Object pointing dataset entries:
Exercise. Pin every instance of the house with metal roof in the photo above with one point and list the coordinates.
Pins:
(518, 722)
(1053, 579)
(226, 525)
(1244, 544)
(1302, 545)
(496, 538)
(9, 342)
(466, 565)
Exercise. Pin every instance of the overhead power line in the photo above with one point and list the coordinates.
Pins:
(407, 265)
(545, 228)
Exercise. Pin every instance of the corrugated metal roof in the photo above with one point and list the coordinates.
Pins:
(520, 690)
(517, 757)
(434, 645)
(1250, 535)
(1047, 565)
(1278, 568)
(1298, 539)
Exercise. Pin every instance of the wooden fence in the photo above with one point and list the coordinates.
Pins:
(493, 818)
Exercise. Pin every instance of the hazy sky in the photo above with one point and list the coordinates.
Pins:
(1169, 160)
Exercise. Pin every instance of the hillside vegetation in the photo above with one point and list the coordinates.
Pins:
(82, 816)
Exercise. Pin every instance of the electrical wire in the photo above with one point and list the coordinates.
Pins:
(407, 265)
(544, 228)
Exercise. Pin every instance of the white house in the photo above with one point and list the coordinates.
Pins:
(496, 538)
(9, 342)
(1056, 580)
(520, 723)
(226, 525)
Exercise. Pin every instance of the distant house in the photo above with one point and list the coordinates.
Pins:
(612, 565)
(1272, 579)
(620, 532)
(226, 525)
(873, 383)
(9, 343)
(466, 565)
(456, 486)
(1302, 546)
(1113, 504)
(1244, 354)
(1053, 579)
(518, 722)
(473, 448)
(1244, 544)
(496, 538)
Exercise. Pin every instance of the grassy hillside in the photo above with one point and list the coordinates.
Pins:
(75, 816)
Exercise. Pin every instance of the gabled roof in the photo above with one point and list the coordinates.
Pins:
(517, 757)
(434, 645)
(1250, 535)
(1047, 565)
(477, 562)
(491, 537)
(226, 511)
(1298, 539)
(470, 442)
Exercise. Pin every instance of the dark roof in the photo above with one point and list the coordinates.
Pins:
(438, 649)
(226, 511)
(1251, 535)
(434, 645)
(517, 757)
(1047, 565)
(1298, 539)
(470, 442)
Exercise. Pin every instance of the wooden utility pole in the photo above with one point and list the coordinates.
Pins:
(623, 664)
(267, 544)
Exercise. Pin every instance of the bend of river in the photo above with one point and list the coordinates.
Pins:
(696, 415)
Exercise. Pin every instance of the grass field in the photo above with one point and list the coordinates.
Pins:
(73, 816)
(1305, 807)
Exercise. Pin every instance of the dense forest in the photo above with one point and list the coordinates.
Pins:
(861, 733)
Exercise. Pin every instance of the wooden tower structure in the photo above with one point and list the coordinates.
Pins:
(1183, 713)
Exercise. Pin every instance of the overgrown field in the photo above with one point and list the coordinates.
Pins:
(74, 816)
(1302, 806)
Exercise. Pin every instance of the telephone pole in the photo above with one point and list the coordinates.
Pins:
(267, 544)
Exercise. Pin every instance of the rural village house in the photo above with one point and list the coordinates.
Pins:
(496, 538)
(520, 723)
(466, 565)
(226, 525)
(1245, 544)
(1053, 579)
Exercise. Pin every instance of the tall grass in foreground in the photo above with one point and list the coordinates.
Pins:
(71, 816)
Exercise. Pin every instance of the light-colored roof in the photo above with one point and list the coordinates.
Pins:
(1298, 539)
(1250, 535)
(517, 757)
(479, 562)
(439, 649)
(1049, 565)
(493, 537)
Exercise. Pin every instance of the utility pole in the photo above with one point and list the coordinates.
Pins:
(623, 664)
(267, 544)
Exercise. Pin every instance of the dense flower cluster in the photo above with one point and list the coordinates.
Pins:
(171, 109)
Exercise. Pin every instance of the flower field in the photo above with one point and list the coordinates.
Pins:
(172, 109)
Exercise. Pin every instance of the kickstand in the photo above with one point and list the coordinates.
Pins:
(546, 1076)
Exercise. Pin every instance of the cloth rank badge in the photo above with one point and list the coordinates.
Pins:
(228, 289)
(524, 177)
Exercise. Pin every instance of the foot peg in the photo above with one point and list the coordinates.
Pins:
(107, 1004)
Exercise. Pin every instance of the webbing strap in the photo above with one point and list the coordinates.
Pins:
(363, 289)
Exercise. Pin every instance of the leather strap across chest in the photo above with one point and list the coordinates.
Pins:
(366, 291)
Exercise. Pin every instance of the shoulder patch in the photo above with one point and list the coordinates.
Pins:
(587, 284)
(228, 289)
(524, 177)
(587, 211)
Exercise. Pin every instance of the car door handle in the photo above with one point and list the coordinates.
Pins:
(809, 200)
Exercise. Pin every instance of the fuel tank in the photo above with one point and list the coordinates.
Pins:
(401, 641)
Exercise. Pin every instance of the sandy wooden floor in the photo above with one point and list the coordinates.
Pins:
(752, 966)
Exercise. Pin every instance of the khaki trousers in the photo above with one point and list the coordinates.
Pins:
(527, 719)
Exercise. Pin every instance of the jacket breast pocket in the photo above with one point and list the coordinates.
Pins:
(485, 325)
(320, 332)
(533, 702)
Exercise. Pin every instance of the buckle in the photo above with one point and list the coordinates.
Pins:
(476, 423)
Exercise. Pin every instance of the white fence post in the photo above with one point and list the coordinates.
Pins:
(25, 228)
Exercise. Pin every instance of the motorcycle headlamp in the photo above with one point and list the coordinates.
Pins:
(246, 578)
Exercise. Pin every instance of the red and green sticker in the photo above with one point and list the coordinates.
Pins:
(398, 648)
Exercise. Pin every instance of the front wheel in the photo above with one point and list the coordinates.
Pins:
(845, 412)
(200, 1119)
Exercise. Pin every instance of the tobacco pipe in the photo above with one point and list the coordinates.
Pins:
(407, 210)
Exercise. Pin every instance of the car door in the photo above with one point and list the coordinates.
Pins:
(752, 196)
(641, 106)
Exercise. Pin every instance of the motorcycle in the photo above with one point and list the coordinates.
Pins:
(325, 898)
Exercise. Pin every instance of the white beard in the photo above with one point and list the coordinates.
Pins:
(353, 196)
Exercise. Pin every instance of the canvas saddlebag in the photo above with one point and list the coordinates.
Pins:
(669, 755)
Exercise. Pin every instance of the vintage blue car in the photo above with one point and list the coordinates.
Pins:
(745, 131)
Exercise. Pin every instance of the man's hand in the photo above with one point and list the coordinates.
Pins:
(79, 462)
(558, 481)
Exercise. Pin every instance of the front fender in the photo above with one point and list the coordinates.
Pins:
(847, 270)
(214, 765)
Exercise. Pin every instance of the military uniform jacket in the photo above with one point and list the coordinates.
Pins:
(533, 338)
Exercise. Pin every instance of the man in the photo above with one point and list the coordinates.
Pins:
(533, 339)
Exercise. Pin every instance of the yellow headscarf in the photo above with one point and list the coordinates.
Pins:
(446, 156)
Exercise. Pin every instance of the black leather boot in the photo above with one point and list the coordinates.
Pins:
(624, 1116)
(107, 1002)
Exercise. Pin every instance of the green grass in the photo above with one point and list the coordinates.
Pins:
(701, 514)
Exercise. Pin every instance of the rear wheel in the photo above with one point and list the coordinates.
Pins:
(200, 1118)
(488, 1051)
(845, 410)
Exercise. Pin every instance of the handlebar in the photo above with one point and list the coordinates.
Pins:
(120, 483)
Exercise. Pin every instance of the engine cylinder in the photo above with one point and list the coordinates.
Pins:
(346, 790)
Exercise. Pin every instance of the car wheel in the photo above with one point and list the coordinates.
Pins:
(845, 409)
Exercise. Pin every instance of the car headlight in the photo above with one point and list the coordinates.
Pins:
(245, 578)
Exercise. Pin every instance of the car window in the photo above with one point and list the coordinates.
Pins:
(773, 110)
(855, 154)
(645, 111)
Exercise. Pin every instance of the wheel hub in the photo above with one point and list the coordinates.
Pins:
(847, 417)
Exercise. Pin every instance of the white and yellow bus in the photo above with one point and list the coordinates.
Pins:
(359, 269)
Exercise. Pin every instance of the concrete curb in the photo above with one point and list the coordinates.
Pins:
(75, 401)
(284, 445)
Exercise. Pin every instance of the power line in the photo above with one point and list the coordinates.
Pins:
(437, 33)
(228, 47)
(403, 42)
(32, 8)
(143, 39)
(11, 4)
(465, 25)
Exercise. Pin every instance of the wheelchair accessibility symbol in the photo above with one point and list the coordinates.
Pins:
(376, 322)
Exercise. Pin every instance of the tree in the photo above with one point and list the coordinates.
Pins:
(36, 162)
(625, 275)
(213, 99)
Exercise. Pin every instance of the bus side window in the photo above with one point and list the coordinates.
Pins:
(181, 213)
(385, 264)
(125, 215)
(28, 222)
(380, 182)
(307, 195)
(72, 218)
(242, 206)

#### [TASK PROMPT]
Copy out, word for word, the lines from the one holding "Exercise. Pin every instance of the tree" through the end of the entries, both ends included.

#### [TASK SOLUTION]
Exercise. Pin every instance of the tree in the photo above with one point and list the coordinates.
Pins:
(36, 162)
(625, 275)
(213, 99)
Exercise. Pin every instance of the bus side window in the photo above with one point and list the coordinates.
Pins:
(181, 213)
(385, 264)
(125, 215)
(28, 222)
(380, 182)
(307, 195)
(72, 218)
(242, 206)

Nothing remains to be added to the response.